### PROBLEM STATEMENT
Please reproduce the entire listing, character for character.

*** Block opens ***

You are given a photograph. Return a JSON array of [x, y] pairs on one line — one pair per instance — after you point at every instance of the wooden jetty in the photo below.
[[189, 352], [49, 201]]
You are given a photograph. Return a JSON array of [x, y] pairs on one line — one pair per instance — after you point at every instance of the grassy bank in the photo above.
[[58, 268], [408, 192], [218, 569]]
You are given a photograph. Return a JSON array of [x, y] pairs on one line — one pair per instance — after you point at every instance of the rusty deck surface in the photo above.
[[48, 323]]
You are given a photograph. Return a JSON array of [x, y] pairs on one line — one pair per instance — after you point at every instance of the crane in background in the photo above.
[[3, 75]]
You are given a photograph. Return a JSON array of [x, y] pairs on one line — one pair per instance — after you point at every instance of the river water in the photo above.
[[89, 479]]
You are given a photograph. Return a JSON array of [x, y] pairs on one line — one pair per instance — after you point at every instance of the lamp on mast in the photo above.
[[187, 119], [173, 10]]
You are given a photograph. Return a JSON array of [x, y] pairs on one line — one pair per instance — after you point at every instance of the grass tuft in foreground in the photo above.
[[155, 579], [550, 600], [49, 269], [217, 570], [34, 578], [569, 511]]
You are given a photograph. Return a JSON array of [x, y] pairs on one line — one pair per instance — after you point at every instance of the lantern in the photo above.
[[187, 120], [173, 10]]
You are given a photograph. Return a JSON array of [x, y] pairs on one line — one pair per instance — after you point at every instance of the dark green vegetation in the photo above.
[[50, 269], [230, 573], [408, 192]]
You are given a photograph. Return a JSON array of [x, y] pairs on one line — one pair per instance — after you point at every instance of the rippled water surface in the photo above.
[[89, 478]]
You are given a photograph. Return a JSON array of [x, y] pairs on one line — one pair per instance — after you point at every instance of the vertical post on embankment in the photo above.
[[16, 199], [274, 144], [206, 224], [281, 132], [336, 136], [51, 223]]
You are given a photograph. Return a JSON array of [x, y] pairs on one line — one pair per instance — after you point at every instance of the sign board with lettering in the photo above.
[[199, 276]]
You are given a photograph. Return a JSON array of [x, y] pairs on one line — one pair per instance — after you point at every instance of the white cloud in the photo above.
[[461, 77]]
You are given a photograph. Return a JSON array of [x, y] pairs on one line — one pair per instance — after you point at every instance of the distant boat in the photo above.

*** Block closes ***

### COMPLETED TASK
You are given a photograph. Return a JSON array of [x, y] pairs on one line — one pair per instance — after you point at every instance of the wooden jetty in the photo below.
[[189, 352], [49, 201]]
You are given a photograph. Return a JSON array of [x, y] pairs on one line — one pair per instance — after you point at every instance of the grassy bank in the photo above.
[[58, 268], [408, 192], [218, 569]]
You are given a photograph. Return a JSON array of [x, y] pairs on one line — one pair per instance — after you point at every instance of the rusty deck surface in the photo above.
[[48, 323]]
You are given a photograph. Return a JSON array of [x, y] pairs on one line — one pair per instance — after you point at every instance of the crane in background in the photo above.
[[3, 75]]
You are given a photograph. Return a JSON array of [x, y] pairs on one line — one pair per instance — after you point at every instance of the river water in the photo above.
[[89, 479]]
You are given a photograph. Return a JSON array of [x, y] pairs on one line — one pair per instance — after you point at every instance of the lamp on mast in the photo above.
[[187, 119], [173, 10]]
You are given a photograph. Return a JSON array of [x, y] pairs on one line — one pair per instance — after you point at every instance of the grass tuft in foreground in the photo above.
[[155, 579], [550, 600], [49, 269], [217, 570], [34, 578], [569, 511]]
You are given a photograph. Return a JSON array of [x, y] pairs on one line — one pair per instance — after you point at every instance of the lantern in the photo above.
[[187, 120], [173, 10]]
You are given a photograph. Return a JSON array of [x, y] pairs on one line — one pair per instance — after you point at every instance of the dark green vegetation in the photo above.
[[50, 269], [230, 573], [408, 192]]
You are given a photograph. Return a JSON array of [x, y] pairs on one line — one pair per instance — after you point at every instance of the rippled water surface in the photo above.
[[89, 478]]
You are given a photograph. Return a JSON array of [x, y] pairs on one line — one pair per instance — after you point at every instance of the vertical post on embankment in the photo above.
[[16, 199], [274, 144], [206, 224], [281, 132], [336, 136], [51, 223]]
You are given a photograph. Return a JSON array of [x, y] pairs on one line — one pair per instance — after you point at every instance of the sign board with lettering in the photo above.
[[199, 276]]
You are given a photograph. Return a JSON array of [x, y] pairs on one line — one pair per instance — after you point at every instance of the white cloud in the photo above.
[[461, 77]]
You are given a photograph. Return a JSON array of [x, y] pairs on one line — one pair per instance — after you point at every instance of the distant boat in the photo above.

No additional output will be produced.